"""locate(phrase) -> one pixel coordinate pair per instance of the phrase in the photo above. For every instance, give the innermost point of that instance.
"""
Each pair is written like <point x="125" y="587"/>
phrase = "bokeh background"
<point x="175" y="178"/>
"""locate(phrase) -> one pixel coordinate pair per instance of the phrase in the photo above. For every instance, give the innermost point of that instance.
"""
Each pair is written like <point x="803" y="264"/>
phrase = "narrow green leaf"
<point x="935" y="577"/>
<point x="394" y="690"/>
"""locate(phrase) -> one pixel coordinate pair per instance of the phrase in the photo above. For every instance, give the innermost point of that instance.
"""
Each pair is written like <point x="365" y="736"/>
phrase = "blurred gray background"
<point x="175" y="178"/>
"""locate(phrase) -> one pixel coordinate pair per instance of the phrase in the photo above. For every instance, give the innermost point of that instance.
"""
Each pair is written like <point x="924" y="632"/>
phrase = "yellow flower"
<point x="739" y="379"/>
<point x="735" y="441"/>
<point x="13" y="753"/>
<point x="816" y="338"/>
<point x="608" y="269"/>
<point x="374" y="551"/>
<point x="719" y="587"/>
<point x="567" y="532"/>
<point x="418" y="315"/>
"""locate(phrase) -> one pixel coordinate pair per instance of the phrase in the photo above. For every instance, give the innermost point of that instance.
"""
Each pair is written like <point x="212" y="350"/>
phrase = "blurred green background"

Exercise goal
Retype the records in full. Keep every line identical to the original.

Exercise result
"""locate(phrase) -> one pixel coordinate pair per instance of the phrase in the photo above. For every instance, give the innermost point of that instance.
"""
Each pair is written like <point x="125" y="587"/>
phrase = "bokeh background"
<point x="175" y="178"/>
"""locate(phrase) -> one pixel coordinate pair per instance of the phrase in the photo above. For every instance, give the innermost point of that instance.
"""
Each pair is written like <point x="803" y="264"/>
phrase = "narrow green leaf"
<point x="935" y="577"/>
<point x="394" y="690"/>
"""locate(phrase) -> one pixel coordinate pair per instance of the phrase in the photo above. For every instance, give the innermost point of that instance.
"""
Each pair is written like <point x="365" y="736"/>
phrase = "blurred gray background"
<point x="175" y="178"/>
"""locate(phrase) -> one pixel coordinate pair per instance of the phrase in the photo above. For every instance, give the innermost point of that instance.
"""
Each pair is written like <point x="924" y="632"/>
phrase = "yellow flower"
<point x="739" y="379"/>
<point x="735" y="441"/>
<point x="13" y="753"/>
<point x="816" y="338"/>
<point x="608" y="269"/>
<point x="374" y="551"/>
<point x="719" y="587"/>
<point x="567" y="532"/>
<point x="418" y="315"/>
"""locate(phrase) -> one pixel coordinate pair per instance of the phrase in the photo above. For every instance, give the innermost point of that instance.
"""
Each pair is written like <point x="212" y="350"/>
phrase = "blurred green background"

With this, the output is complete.